Copy out every one of the lines below again, unchanged.

▸ **Box annotation data rows**
>> begin

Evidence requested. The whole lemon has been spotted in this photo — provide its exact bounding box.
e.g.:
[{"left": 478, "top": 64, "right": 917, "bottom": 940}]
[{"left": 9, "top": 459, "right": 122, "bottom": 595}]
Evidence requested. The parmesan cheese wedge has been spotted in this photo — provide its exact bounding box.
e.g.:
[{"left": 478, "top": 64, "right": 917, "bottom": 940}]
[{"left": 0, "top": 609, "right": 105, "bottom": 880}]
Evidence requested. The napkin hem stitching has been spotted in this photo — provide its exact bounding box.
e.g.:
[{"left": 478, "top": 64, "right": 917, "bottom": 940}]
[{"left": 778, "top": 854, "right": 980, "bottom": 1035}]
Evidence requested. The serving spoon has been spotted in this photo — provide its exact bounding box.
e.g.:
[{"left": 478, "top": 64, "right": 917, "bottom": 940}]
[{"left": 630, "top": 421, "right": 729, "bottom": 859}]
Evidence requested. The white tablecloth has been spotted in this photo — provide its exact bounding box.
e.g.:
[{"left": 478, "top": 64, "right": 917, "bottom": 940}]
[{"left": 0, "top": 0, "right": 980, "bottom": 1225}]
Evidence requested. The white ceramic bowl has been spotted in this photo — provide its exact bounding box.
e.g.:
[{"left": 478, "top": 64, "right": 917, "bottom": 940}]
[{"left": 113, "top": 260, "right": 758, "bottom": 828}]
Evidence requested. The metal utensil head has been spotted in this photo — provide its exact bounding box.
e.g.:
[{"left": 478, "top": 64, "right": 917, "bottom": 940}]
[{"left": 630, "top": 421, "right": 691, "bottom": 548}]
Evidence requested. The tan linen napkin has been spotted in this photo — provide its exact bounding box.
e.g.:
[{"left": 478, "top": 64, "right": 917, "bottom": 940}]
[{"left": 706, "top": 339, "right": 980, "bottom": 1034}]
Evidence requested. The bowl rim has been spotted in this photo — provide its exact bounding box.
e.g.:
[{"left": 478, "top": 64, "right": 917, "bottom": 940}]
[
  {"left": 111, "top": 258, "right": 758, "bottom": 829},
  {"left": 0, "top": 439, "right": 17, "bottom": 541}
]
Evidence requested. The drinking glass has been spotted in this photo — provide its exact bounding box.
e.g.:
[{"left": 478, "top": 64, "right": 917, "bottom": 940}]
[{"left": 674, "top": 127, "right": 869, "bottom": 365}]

>> end

▸ **ANSWER TO THIS PROBLEM**
Evidence requested. The whole lemon has been spotted in this photo — provide its exact bounding box.
e.g.:
[{"left": 478, "top": 64, "right": 917, "bottom": 940}]
[{"left": 9, "top": 459, "right": 122, "bottom": 595}]
Evidence requested. The parmesan cheese wedge has been spotted in this photo — provide its exact bounding box.
e.g.:
[{"left": 478, "top": 64, "right": 917, "bottom": 940}]
[{"left": 0, "top": 609, "right": 105, "bottom": 880}]
Evidence requested. The napkin hem stitching has been spotted in this photo — provide its exact bounding box.
e.g.:
[{"left": 478, "top": 64, "right": 917, "bottom": 940}]
[{"left": 778, "top": 854, "right": 980, "bottom": 1035}]
Evidence requested. The serving spoon has been spotted in this photo — provide its exact bounding box.
e.g.:
[{"left": 478, "top": 64, "right": 917, "bottom": 940}]
[{"left": 630, "top": 421, "right": 729, "bottom": 859}]
Evidence requested. The white tablecloth has been spotted in this photo — provide its exact bounding box.
e.g.:
[{"left": 478, "top": 64, "right": 917, "bottom": 940}]
[{"left": 0, "top": 0, "right": 980, "bottom": 1225}]
Evidence requested. The white ceramic bowl has been spotted in this photo — provide its exact bounding box.
e.g.:
[{"left": 478, "top": 64, "right": 917, "bottom": 940}]
[{"left": 113, "top": 260, "right": 758, "bottom": 828}]
Evidence requested. The metal utensil head has been spotted in this photo — provide its exact bounding box.
e.g.:
[{"left": 478, "top": 64, "right": 917, "bottom": 940}]
[{"left": 630, "top": 421, "right": 691, "bottom": 548}]
Evidence requested. The tan linen napkin has been spotted in this photo — provide its exact bounding box.
e.g.:
[{"left": 478, "top": 64, "right": 917, "bottom": 940}]
[{"left": 706, "top": 339, "right": 980, "bottom": 1034}]
Evidence requested. The bowl rim has been spotted in this photo — provide its exact bounding box.
e.g.:
[{"left": 478, "top": 64, "right": 917, "bottom": 940}]
[
  {"left": 111, "top": 258, "right": 758, "bottom": 829},
  {"left": 0, "top": 439, "right": 17, "bottom": 541}
]
Evidence requested. The drinking glass has been spotted in this photo — provide its exact bounding box.
e.g.:
[{"left": 478, "top": 64, "right": 917, "bottom": 940}]
[{"left": 674, "top": 127, "right": 869, "bottom": 365}]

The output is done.